## WHAT IS NEEDED
Leaving the pictures out, transcribe the records below exactly.

═════ EXCERPTED DATA

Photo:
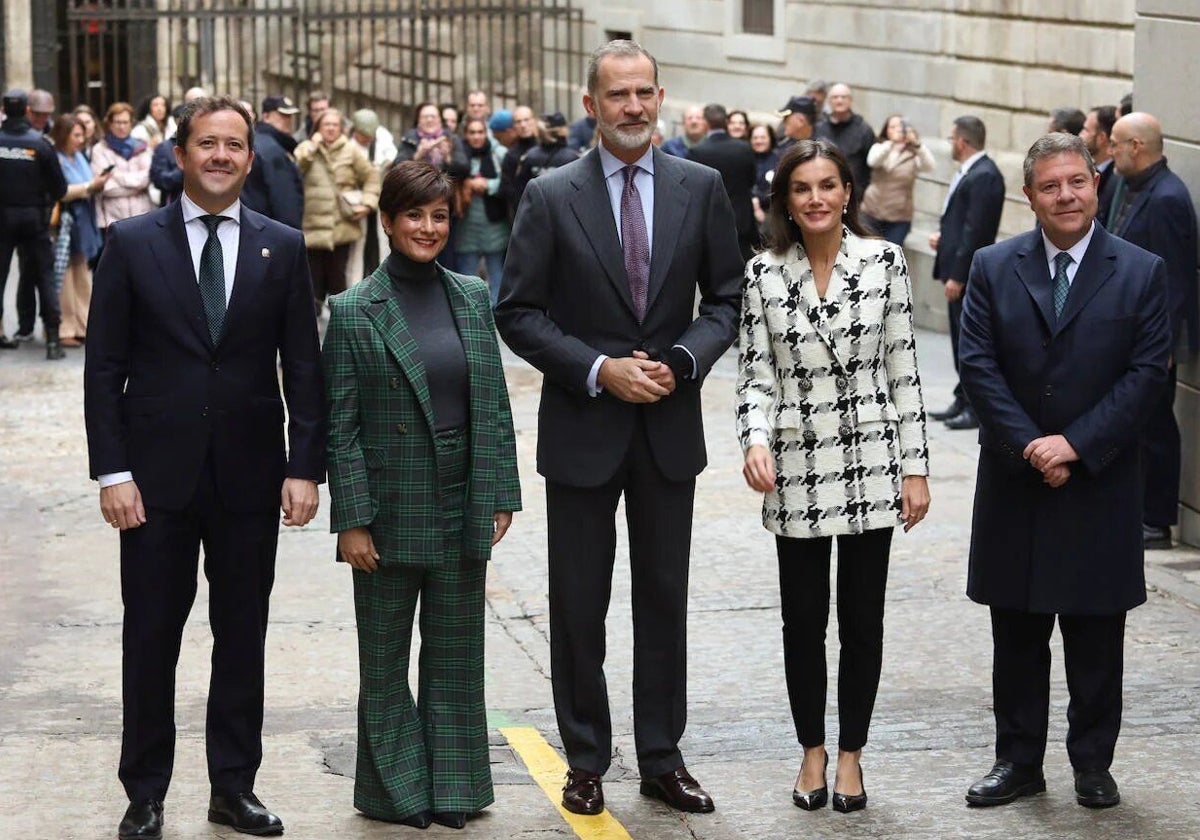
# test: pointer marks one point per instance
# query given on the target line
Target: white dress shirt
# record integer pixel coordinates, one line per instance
(1077, 252)
(643, 179)
(228, 233)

══════════

## EXPECTED ANSWER
Photo:
# test: pointer marks one point per instance
# query given on the target line
Target: white dress shirt
# record integer pixel coordinates, one line per instance
(1077, 252)
(643, 179)
(228, 233)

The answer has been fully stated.